# Buddy Club Kit



## NW200sx (Apr 3, 2003)

have you guys seen this yet?
http://www.extremedimensions.com/shopexd.asp?id=4188

i always wanted them to make a bc kit for our cars and now there finally is one. i think it looks pretty dope but i dont liek the rear bumper.


----------



## green se-r (Mar 27, 2003)

i think this has been posted before, but i think its ugly as hell!


----------



## LIUSPEED (May 29, 2002)

to each his own likings.

nw200sx the buddy club kit we have all seen it before.

it look ok in my opinion.


----------



## honda hater (May 3, 2002)

Don't like it


----------



## 96sentra (Apr 9, 2003)

the front to me is very cool, but the back on the jdm bc is pretty nasty lookin. Or horrible, or whatever u wanna say.


----------



## Z_Spool (Sep 27, 2003)

the look/shape doesn't fit the car.


----------



## Slayer2003 (Jun 4, 2003)

## Supplied entries
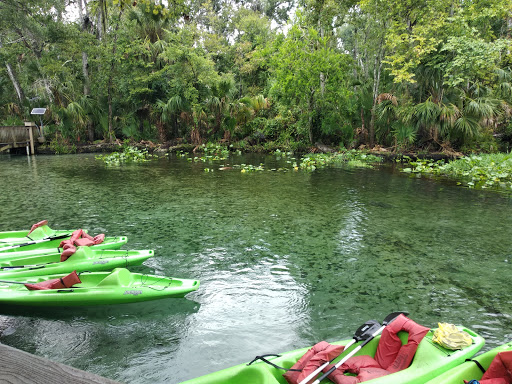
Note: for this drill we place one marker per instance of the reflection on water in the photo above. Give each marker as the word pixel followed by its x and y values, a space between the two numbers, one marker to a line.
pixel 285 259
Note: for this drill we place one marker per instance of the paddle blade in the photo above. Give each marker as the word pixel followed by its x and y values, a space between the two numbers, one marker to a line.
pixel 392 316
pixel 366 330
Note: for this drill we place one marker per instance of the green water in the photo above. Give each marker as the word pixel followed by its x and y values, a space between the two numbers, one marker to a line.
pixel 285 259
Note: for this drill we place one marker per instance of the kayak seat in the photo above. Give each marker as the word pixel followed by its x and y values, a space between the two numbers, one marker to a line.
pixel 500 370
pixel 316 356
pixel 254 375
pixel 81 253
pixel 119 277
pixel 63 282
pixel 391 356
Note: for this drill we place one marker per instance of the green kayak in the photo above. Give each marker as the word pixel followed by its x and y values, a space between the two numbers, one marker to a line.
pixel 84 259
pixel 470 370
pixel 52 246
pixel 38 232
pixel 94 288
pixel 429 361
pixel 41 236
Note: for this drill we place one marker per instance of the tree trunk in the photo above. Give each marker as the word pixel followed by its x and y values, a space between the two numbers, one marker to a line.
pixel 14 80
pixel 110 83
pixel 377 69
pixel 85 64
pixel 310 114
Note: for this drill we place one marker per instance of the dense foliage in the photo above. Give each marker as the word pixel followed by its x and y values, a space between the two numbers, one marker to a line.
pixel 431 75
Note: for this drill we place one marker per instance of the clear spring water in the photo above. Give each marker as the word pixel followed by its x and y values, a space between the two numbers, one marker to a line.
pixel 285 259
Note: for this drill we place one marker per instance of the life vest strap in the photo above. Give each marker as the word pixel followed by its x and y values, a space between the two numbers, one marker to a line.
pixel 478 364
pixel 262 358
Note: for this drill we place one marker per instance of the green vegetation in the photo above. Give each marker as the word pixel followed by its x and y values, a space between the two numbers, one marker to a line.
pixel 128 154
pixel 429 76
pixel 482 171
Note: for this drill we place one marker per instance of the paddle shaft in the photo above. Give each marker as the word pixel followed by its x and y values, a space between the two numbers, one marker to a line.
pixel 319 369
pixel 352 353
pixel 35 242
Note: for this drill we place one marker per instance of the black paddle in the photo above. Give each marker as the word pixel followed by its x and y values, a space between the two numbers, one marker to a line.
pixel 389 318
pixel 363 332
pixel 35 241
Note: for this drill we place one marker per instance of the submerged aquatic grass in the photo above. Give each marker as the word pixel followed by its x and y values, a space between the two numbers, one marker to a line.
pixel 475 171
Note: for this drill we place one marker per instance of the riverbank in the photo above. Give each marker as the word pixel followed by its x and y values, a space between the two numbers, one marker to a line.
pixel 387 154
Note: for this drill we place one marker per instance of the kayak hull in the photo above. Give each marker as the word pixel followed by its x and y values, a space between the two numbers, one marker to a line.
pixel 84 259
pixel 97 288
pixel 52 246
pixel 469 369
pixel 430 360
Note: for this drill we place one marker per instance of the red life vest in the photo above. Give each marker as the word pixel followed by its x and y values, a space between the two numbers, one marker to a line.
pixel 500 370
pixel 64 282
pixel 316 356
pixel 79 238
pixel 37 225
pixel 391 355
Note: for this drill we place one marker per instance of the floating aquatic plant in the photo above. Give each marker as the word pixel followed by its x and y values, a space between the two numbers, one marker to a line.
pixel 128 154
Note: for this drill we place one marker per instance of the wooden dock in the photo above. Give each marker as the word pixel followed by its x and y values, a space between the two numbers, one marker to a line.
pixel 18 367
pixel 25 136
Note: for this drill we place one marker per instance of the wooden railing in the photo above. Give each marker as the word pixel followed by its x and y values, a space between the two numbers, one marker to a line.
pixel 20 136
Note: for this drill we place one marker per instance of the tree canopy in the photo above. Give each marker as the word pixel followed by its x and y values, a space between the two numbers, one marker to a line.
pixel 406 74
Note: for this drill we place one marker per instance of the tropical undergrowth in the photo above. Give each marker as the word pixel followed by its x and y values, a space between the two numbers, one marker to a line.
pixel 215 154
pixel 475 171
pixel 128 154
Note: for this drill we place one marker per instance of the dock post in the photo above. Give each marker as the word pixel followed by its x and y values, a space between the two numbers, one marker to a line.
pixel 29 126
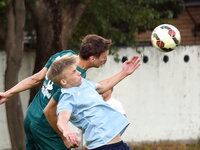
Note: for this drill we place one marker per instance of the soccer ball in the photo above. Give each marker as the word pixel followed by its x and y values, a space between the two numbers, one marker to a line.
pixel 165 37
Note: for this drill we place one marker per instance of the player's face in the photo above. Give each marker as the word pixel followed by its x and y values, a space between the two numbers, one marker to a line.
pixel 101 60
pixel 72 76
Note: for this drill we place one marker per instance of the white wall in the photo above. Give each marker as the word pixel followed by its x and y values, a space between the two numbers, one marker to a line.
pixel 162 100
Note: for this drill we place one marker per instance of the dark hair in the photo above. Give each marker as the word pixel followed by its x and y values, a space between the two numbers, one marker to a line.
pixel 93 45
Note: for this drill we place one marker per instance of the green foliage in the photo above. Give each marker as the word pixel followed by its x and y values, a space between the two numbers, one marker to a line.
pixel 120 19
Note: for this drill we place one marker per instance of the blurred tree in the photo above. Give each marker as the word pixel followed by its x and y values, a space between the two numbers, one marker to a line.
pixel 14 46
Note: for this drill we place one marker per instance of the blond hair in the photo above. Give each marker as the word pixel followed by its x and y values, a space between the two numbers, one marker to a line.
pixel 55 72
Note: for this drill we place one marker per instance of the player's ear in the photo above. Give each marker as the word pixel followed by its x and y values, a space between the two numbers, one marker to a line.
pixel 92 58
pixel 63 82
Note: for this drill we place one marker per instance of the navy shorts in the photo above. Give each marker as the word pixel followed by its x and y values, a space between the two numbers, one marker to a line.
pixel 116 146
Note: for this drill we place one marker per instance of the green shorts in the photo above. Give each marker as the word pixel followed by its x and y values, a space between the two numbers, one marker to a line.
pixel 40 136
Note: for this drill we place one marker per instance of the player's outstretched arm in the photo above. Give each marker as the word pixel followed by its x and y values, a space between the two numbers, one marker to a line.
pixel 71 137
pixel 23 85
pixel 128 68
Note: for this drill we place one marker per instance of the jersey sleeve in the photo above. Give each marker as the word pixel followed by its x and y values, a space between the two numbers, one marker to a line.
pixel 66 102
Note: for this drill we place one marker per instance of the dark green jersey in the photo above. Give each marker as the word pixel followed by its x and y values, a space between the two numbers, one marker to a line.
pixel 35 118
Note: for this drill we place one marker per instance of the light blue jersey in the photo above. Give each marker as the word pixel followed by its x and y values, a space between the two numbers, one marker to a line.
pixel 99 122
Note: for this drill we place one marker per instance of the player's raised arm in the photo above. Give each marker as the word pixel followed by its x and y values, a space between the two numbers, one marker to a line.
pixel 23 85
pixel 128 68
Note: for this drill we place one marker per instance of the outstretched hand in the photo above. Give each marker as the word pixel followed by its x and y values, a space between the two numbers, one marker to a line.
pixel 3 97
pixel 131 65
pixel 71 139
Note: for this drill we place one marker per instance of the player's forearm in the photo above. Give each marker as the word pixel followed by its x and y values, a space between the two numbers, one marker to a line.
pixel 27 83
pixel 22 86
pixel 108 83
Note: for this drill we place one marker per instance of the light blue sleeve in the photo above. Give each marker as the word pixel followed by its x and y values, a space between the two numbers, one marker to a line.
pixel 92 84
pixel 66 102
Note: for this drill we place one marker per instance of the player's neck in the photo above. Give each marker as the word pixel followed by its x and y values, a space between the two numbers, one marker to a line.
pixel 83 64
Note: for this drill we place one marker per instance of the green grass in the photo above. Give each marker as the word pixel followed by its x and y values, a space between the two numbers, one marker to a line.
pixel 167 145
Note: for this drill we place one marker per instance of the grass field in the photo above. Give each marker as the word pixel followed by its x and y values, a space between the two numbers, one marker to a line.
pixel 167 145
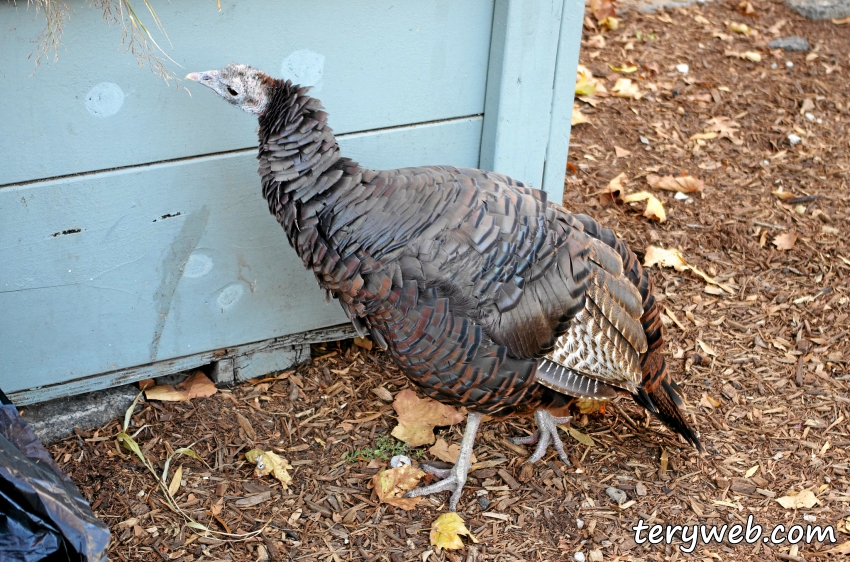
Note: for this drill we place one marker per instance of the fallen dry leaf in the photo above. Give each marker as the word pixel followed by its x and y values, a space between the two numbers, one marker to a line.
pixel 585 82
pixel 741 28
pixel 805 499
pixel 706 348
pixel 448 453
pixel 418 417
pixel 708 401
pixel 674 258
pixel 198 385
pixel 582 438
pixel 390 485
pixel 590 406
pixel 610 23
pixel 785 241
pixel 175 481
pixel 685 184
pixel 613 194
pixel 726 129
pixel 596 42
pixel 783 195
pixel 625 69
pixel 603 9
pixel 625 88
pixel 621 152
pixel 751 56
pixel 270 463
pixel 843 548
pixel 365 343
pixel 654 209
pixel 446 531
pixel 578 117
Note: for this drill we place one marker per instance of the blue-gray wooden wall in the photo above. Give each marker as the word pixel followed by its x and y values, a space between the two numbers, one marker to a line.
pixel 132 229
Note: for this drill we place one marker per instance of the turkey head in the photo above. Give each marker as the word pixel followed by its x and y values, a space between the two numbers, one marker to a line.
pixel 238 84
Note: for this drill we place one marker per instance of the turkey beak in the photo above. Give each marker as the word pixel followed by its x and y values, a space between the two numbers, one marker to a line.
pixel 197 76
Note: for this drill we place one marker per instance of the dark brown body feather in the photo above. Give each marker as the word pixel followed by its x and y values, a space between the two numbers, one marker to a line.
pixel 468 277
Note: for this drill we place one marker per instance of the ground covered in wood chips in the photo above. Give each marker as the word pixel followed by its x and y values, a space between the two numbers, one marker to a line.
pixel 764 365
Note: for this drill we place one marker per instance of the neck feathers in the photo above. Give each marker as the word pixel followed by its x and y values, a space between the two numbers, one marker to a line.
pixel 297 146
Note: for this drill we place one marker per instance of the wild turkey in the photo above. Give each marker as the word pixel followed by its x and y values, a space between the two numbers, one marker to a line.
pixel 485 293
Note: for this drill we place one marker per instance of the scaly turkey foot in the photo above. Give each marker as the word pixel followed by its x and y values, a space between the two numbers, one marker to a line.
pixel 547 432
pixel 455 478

## Task directions
Give every username that heads a post in the Buddy Club Kit thread, in the order the names appear.

## Problem solution
NW200sx, green se-r, LIUSPEED, honda hater, 96sentra, Z_Spool, Slayer2003